DIRECTIONS - From the material below, pull each line containing the string "collar".
= = = = = = =
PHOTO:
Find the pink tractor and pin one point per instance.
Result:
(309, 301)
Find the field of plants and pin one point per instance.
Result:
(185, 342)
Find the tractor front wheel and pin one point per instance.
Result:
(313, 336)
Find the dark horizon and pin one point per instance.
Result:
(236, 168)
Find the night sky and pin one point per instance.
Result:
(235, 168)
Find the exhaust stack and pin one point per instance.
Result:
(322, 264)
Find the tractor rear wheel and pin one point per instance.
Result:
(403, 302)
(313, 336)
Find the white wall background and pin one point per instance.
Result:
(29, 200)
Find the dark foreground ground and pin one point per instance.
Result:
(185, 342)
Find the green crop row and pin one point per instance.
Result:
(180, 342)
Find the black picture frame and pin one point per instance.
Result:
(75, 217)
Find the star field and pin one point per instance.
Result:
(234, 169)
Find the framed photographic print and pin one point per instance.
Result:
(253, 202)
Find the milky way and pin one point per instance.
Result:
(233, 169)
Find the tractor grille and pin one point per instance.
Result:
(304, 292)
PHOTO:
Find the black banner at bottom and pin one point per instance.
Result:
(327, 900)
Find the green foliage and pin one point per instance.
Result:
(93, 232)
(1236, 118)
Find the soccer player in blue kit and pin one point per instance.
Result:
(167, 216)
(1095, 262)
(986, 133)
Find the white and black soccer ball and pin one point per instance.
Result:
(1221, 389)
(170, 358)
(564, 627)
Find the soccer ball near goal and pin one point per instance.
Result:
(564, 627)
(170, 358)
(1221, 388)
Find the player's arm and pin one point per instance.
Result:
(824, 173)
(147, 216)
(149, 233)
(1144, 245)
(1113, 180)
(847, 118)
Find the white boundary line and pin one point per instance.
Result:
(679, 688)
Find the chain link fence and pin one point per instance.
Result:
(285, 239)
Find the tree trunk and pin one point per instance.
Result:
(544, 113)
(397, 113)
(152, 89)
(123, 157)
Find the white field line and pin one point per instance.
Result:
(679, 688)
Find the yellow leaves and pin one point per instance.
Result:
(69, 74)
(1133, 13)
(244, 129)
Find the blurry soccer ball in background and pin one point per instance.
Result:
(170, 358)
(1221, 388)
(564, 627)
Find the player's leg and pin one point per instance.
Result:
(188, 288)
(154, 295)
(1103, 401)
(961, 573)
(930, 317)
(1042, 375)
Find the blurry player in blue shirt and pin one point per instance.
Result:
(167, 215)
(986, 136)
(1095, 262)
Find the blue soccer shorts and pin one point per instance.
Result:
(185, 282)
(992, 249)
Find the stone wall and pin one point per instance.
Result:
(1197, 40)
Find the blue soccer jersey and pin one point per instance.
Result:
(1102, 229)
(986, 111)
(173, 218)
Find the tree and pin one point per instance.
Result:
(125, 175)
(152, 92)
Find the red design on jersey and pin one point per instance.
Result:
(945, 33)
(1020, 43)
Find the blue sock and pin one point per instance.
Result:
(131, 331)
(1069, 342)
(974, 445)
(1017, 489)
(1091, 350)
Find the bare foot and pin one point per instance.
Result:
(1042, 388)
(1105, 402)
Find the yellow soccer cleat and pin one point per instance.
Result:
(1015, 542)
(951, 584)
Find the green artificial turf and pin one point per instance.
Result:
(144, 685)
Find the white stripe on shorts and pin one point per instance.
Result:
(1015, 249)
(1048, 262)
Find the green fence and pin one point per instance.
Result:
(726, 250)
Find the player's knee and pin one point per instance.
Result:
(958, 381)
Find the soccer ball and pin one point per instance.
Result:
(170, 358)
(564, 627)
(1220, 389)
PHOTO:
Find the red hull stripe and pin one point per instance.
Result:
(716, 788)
= = = = = = =
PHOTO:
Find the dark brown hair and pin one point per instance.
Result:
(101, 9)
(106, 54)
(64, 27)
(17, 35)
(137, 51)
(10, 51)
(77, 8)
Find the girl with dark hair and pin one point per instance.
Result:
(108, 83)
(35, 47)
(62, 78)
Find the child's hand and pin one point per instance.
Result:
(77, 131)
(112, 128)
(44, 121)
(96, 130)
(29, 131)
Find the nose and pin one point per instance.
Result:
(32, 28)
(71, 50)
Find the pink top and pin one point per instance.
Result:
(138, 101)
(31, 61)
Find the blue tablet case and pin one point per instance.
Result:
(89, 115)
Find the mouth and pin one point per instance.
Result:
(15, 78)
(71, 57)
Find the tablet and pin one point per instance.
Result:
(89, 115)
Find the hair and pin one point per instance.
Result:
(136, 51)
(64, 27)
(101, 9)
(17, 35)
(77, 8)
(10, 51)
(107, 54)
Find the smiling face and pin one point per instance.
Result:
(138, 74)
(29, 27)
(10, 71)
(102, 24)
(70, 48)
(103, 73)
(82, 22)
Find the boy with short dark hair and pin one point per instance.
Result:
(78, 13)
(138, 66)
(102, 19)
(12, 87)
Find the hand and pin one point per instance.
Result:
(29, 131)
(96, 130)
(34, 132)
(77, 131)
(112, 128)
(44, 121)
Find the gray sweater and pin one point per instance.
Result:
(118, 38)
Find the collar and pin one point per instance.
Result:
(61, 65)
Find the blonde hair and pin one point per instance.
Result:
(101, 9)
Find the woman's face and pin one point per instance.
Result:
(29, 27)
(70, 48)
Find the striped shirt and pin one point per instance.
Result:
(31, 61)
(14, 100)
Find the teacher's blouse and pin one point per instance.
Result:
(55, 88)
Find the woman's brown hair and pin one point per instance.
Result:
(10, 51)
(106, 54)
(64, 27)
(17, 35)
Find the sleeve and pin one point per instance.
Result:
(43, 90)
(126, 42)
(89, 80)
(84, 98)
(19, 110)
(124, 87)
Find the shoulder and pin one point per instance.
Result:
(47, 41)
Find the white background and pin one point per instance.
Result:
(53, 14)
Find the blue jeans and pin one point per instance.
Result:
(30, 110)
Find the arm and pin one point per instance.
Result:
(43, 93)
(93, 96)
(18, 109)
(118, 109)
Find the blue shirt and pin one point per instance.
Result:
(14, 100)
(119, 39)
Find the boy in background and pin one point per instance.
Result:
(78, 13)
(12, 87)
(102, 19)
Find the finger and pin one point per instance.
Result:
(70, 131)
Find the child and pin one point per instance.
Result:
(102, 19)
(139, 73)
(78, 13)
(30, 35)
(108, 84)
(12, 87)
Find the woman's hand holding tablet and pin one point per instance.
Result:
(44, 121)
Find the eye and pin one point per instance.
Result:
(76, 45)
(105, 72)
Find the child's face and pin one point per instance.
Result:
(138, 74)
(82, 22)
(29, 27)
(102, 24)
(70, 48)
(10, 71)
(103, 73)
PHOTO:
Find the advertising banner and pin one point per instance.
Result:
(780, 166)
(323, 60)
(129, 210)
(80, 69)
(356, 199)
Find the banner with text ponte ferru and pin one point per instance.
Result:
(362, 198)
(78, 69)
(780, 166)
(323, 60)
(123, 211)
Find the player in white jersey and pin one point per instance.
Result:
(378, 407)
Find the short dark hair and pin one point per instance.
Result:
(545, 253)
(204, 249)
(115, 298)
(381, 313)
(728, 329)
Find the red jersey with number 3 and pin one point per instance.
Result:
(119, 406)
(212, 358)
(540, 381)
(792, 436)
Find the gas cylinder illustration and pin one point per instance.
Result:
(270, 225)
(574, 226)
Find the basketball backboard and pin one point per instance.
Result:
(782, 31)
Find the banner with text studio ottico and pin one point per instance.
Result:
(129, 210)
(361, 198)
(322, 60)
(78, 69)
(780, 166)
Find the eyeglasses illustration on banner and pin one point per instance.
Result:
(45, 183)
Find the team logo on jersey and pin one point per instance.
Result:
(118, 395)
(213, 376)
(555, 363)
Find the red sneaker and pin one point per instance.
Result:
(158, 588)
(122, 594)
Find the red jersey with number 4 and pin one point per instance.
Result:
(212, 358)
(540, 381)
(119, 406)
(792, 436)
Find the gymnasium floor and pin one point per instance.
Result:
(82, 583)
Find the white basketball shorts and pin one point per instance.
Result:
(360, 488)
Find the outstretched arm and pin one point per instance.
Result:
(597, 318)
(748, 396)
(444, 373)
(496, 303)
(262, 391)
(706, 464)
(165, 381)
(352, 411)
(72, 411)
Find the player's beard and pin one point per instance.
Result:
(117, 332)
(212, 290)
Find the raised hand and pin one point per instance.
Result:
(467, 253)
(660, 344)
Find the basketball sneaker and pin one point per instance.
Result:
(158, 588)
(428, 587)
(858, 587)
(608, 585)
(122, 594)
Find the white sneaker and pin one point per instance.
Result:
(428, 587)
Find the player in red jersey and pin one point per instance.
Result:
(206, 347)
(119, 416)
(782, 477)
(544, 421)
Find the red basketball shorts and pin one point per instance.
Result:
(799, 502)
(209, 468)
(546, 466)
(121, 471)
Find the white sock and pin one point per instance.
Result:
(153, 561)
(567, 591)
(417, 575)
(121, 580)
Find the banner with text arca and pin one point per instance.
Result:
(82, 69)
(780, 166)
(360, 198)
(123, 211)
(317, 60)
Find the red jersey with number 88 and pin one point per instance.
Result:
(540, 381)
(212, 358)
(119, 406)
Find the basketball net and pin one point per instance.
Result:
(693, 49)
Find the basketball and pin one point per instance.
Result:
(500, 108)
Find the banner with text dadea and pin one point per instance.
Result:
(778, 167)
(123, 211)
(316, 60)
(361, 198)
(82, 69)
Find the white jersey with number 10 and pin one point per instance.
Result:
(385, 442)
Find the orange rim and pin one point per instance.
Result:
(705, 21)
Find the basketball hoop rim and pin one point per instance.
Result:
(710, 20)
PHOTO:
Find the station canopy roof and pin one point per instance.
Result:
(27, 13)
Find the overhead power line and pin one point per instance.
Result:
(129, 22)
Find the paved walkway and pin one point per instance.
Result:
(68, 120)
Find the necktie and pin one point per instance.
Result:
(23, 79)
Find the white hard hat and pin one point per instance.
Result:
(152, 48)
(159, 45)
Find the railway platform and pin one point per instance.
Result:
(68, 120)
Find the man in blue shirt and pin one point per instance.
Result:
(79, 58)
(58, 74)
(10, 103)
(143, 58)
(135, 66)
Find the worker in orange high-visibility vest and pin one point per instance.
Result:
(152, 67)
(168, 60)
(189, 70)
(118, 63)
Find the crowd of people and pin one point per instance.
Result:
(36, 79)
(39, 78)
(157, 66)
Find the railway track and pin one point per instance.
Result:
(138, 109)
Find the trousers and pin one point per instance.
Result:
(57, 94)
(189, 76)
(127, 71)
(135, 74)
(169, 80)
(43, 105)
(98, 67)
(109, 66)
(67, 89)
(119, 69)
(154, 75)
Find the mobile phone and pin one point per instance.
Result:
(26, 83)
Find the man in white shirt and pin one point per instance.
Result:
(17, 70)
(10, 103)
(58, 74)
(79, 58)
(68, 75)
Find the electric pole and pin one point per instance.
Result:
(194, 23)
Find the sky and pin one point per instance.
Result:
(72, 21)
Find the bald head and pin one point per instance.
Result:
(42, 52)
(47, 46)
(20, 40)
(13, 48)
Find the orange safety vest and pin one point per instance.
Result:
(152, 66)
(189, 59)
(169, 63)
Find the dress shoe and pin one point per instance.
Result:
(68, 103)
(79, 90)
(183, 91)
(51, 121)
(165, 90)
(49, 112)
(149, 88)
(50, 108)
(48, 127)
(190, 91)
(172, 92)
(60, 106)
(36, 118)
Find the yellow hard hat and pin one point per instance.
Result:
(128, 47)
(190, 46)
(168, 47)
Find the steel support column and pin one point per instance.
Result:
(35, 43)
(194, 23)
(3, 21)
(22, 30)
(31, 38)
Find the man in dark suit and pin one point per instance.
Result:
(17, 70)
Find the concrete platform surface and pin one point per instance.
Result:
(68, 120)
= = = = = = =
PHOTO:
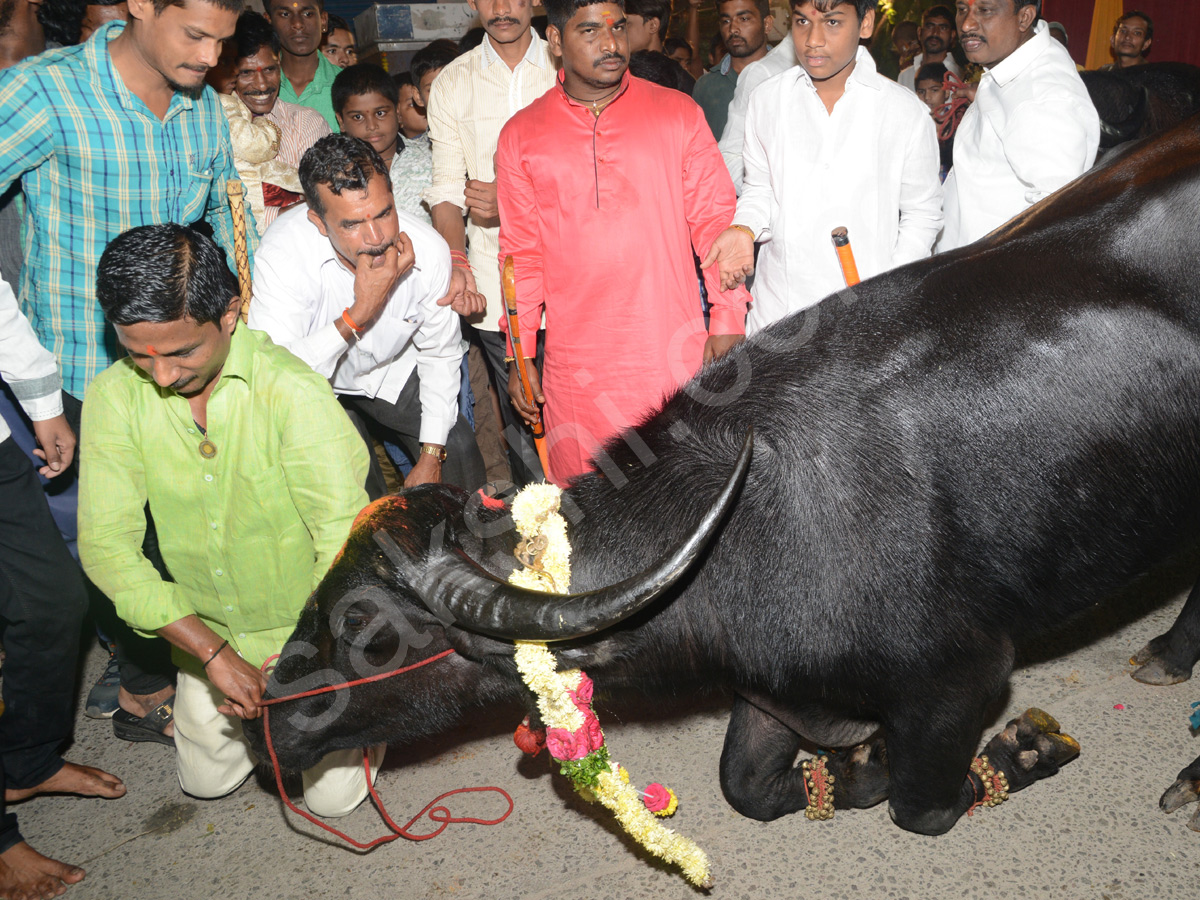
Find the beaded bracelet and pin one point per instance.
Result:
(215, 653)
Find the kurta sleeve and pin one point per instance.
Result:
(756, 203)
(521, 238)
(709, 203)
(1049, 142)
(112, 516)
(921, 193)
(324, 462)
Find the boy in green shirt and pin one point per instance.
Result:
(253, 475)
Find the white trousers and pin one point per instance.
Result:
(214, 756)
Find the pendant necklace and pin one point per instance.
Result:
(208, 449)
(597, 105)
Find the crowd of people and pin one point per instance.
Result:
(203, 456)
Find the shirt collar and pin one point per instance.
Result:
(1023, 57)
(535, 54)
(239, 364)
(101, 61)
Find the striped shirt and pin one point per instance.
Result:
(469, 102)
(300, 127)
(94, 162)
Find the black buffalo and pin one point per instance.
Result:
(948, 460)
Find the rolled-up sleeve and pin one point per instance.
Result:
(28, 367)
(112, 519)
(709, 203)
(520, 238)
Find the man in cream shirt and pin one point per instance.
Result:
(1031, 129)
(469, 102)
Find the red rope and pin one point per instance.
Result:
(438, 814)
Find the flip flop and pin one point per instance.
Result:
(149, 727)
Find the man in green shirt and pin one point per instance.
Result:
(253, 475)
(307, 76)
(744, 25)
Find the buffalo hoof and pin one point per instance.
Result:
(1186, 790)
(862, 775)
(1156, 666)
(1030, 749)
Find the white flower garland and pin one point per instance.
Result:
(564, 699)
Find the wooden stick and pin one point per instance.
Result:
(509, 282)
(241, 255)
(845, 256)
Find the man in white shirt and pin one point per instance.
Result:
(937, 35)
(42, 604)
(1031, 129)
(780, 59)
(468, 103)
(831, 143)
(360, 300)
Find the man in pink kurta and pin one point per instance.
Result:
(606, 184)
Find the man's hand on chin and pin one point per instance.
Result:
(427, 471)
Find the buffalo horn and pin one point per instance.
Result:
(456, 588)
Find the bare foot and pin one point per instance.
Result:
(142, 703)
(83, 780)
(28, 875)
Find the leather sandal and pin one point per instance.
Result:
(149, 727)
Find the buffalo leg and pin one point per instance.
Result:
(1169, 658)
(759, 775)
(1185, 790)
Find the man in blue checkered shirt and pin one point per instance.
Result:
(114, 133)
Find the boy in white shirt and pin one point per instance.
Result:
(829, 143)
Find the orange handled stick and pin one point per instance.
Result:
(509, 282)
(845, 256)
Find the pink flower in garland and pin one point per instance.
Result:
= = = = = = =
ANSWER FOR THIS EXERCISE -
Find the collar and pin one point per instance.
Find the shirt collar and pin one point per instance.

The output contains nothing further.